Task instructions: Render the stretch of the material that starts at the line containing "segment: jacket sleeve" and ends at the line containing "[[[362,115],[161,118],[0,115],[0,240],[362,240]]]" as a Markdown table with the columns Row and Text. Include both of those lines, number each line in Row, put the line itself in Text, and leave out blank lines.

Stored entries:
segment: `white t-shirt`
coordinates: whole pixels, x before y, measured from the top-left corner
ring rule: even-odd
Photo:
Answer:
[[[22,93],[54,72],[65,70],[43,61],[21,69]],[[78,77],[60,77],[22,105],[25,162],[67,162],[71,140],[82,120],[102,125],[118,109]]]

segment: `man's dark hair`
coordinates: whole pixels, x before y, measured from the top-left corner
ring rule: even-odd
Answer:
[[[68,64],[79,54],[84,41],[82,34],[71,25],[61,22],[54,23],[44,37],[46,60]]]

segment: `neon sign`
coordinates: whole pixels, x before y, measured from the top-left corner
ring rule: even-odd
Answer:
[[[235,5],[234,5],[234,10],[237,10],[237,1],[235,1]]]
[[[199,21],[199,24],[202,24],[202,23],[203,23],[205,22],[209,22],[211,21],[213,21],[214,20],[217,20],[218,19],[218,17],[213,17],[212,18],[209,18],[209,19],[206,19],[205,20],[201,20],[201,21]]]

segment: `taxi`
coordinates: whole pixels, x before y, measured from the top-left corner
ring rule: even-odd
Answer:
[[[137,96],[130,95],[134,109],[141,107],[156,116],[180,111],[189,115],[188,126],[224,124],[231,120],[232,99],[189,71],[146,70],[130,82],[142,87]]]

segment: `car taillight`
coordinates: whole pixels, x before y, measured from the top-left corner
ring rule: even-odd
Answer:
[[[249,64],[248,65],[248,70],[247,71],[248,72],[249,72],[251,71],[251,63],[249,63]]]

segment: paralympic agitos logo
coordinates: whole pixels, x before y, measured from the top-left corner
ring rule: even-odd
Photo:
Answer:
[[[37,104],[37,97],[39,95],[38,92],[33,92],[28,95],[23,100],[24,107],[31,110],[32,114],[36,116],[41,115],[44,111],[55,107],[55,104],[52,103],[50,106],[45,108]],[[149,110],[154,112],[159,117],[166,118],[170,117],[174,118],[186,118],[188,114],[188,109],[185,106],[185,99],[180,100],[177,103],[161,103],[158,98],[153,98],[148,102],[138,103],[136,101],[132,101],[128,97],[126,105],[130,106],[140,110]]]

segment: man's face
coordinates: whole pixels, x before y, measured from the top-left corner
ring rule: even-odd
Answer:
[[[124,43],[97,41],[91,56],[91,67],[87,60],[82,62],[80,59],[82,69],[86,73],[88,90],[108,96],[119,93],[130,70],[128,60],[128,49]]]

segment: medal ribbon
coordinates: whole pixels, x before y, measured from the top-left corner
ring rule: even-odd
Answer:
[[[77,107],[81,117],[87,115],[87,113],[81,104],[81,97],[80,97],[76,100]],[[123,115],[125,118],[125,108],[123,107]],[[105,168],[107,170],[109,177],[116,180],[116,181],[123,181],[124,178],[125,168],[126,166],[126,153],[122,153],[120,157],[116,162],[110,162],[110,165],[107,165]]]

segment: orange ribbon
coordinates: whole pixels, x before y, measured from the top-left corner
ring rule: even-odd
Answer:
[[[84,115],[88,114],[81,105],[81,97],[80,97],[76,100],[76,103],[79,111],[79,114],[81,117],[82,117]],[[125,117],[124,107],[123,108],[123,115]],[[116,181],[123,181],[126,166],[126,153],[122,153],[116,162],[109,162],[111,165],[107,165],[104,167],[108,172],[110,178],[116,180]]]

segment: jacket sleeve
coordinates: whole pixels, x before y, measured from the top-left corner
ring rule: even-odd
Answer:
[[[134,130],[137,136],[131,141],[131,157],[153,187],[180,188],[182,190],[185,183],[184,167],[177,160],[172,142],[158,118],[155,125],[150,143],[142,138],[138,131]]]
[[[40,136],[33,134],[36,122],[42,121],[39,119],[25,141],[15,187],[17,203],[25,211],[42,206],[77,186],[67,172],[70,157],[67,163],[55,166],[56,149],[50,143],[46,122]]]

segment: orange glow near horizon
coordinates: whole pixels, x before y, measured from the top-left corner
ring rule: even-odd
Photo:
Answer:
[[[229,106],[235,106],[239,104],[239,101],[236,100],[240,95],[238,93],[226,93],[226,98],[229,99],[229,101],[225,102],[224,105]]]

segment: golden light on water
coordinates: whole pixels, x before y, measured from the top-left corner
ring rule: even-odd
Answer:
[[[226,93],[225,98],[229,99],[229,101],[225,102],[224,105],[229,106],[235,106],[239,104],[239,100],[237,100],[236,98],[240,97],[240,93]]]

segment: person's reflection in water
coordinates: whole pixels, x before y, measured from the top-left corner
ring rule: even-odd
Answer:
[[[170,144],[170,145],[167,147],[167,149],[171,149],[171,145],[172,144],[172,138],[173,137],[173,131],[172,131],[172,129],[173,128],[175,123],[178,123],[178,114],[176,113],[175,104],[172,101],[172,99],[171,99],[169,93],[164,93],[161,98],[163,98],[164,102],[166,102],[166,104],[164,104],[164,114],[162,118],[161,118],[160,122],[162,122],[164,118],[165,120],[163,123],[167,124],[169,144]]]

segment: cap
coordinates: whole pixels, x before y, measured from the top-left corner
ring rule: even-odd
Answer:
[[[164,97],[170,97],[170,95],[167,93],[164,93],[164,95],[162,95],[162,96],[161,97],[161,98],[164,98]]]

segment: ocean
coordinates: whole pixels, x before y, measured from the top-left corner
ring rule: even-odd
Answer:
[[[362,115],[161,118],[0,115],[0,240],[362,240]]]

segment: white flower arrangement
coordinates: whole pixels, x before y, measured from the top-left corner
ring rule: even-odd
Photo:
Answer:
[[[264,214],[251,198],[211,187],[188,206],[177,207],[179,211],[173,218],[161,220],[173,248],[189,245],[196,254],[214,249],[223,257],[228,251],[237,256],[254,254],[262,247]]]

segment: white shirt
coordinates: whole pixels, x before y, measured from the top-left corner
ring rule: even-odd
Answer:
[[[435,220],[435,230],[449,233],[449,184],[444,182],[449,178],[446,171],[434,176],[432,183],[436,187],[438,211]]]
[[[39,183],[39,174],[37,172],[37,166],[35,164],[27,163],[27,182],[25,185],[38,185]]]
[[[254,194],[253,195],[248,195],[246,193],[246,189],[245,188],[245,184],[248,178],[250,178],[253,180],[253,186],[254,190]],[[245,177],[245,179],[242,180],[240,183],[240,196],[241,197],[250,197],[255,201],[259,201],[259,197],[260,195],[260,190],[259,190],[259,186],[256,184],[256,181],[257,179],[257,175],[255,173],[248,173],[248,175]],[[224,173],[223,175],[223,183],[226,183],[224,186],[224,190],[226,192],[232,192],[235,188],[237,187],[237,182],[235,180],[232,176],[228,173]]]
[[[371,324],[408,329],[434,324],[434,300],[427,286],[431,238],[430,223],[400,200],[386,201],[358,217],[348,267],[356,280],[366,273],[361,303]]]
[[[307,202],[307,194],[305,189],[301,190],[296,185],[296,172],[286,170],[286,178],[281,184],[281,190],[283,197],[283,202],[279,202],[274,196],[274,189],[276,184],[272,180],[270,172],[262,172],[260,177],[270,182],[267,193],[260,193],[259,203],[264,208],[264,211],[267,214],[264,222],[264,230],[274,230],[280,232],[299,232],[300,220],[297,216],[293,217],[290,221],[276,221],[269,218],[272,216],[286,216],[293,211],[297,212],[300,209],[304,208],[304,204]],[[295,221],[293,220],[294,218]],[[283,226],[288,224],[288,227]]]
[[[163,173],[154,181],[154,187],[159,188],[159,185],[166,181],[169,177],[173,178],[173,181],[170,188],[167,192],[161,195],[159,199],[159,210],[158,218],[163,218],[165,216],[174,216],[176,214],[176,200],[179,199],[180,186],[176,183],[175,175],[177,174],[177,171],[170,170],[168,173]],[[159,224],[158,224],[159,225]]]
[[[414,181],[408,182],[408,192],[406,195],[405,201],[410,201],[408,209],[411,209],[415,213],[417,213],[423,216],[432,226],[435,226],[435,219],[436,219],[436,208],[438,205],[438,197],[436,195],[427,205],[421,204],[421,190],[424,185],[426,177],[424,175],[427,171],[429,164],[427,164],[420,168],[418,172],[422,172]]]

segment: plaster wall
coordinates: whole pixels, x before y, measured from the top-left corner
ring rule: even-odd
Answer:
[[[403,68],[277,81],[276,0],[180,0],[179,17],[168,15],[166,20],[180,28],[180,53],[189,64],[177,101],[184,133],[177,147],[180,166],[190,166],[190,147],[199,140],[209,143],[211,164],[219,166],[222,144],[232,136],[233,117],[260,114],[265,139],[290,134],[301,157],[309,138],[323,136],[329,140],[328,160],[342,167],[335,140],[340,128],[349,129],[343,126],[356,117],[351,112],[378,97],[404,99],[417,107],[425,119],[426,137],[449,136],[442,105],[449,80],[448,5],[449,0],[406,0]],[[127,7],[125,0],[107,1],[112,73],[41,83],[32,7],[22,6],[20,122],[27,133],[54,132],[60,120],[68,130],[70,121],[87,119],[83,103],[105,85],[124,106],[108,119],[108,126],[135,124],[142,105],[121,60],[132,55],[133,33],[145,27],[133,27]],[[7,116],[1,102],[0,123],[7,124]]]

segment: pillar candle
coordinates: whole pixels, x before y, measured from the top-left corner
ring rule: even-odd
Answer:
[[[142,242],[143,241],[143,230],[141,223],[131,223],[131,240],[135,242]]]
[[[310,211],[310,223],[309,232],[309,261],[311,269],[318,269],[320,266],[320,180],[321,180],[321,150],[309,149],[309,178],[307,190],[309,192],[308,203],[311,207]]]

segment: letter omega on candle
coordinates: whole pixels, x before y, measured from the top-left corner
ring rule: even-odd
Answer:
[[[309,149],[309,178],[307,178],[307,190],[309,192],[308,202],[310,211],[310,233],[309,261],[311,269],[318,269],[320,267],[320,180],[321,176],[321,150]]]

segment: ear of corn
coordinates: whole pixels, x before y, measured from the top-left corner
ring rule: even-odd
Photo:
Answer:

Exercise solution:
| Row | Text |
|---|---|
| 1 | segment: jacket sleeve |
| 2 | coordinates: whole pixels, x before y, measured from the top-left corner |
| 3 | ring rule: even-odd |
| 4 | Answer: |
| 5 | [[[134,130],[137,136],[131,141],[131,157],[153,187],[180,188],[182,190],[185,183],[184,167],[177,160],[172,142],[158,118],[155,125],[150,143],[142,138],[138,131]]] |
| 6 | [[[40,136],[33,134],[36,122],[42,121],[39,119],[25,141],[15,187],[17,203],[25,211],[42,206],[77,186],[67,172],[70,157],[67,163],[55,166],[56,149],[50,143],[46,122]]] |
| 7 | segment: orange glow near horizon |
| 8 | coordinates: whole pixels, x before y, measured from the top-left corner |
| 9 | ring rule: even-odd |
| 10 | Photo: |
| 11 | Answer: |
| 12 | [[[229,106],[235,106],[239,104],[239,101],[236,100],[240,95],[238,93],[226,93],[226,98],[229,99],[229,101],[225,102],[224,105]]] |
| 13 | segment: golden light on water |
| 14 | coordinates: whole pixels, x before y, measured from the top-left corner |
| 15 | ring rule: even-odd |
| 16 | Answer: |
| 17 | [[[226,93],[225,98],[229,99],[229,101],[225,102],[224,105],[229,106],[235,106],[239,104],[239,100],[237,100],[236,98],[240,97],[240,93]]] |
| 18 | segment: person's reflection in water |
| 19 | coordinates: whole pixels, x before y, measured from the top-left corner |
| 20 | ring rule: even-odd |
| 21 | Answer: |
| 22 | [[[170,144],[170,145],[167,147],[167,149],[171,149],[171,145],[172,144],[172,138],[173,137],[173,131],[172,131],[172,129],[173,128],[175,123],[178,123],[178,114],[176,113],[175,104],[172,101],[172,99],[171,99],[169,93],[164,93],[161,98],[163,98],[164,102],[166,102],[166,104],[164,104],[164,114],[162,118],[161,118],[160,122],[162,122],[164,118],[165,120],[163,123],[167,124],[169,144]]] |
| 23 | segment: cap |
| 24 | coordinates: whole pixels, x before y, measured from the top-left corner |
| 25 | ring rule: even-odd |
| 26 | Answer: |
| 27 | [[[164,97],[170,97],[170,95],[167,93],[164,93],[164,95],[162,95],[162,96],[161,97],[161,98],[164,98]]] |
| 28 | segment: ocean |
| 29 | coordinates: whole pixels, x before y, measured from the top-left corner |
| 30 | ring rule: even-odd |
| 31 | Answer: |
| 32 | [[[362,115],[161,118],[0,115],[0,240],[362,240]]] |